[start EXTRACTED DATA]

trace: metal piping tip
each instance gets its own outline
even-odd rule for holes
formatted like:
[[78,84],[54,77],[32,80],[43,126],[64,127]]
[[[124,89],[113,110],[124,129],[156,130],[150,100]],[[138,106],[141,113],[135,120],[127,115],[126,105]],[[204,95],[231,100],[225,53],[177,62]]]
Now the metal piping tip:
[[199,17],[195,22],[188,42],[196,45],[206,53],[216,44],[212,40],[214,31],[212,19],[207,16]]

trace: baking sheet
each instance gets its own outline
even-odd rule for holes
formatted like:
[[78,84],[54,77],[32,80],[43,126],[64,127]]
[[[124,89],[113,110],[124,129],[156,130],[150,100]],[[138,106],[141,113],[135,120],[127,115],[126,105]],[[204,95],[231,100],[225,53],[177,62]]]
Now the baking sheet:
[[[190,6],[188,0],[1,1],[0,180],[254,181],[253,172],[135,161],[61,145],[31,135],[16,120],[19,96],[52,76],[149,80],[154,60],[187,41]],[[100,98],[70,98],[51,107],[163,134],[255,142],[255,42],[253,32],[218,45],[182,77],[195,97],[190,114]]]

[end EXTRACTED DATA]

◆ AIM OF THE TASK
Return the lines of the data exactly as they appear, from the first line up to and including the line containing "Now the metal".

◆ SOLVED PROBLEM
trace: metal piping tip
each instance gets its own outline
even-odd rule for holes
formatted like:
[[78,84],[54,77],[32,80],[43,126],[64,127]]
[[[124,89],[113,110],[124,129],[156,130],[150,100]],[[138,106],[141,113],[135,120],[127,115],[126,105]],[[204,95],[231,100],[225,53],[177,62]]]
Now the metal piping tip:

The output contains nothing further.